>> Start Extract provided
The Ontario Divisional Court recently grappled with this issue in a decision released this month: C.A.W. v. Kitchener Frame Ltd. 2010 ONSC 3890. This was a judicial review of an arbitration award concerning entitlement to severance pay under the Ontario Employment Standards Act, 2000 (“ESA”) for employees who retire with unreduced pension benefits.
Kitchener Frame Ltd. closed an automobile parts manufacturing facility in late 2008 and early 2009. The employees that were the subject of the initial arbitration award were represented by the C.A.W. The union had negotiated generous plant closure benefits for its members, including special early retirement provisions, supplementary bridge benefits equivalent to the amount of Old Age Security benefits payable from age 65 and an early retirement allowance.
The ESA requires the payment of severance pay equal to one week per year of service to a maximum of 26 weeks in the event of the termination of the employment of an employee with at least five years’ service, if the employer either has a payroll of at least $2.5 million, or if the employer is terminating at least 50 employees within a six-month period as part of a discontinuation of business at an establishment.
>> End Extract provided
>> Start Given information
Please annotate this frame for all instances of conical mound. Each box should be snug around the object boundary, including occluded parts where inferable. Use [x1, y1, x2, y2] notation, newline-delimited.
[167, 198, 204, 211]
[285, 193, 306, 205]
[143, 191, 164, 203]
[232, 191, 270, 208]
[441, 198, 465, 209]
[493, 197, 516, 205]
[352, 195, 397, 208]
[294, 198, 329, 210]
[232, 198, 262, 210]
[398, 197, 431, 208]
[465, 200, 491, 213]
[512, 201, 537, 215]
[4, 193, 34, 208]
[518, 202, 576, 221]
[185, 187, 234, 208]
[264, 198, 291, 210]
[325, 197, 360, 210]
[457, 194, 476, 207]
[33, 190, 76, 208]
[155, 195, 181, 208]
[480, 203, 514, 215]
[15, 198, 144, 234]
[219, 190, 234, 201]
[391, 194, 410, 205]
>> End Given information
Exercise description: List every plant closure benefit that the extract on the Kitchener Frame severance decision says the union negotiated for its members.

Finished exercise:
- Special early retirement provisions
- Supplementary bridge benefits equivalent to the amount of Old Age Security benefits payable from age 65
- An early retirement allowance